— start —

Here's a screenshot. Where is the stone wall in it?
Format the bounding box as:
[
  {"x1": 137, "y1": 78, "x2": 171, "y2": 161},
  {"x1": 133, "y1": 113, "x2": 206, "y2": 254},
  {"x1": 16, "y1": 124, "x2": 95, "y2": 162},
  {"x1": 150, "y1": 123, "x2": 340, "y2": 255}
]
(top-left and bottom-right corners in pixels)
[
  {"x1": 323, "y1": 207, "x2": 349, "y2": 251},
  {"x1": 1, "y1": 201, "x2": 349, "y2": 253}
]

— end —

Copy the data above with "bounding box" changed to "rectangle" and every other character left as it is.

Here's a screenshot. Where is the stone wall in it?
Format the rectangle as:
[
  {"x1": 137, "y1": 78, "x2": 171, "y2": 161},
  {"x1": 133, "y1": 113, "x2": 206, "y2": 254},
  {"x1": 16, "y1": 124, "x2": 95, "y2": 162},
  {"x1": 150, "y1": 123, "x2": 340, "y2": 255}
]
(top-left and bottom-right corners in pixels)
[
  {"x1": 323, "y1": 207, "x2": 349, "y2": 251},
  {"x1": 1, "y1": 201, "x2": 349, "y2": 253}
]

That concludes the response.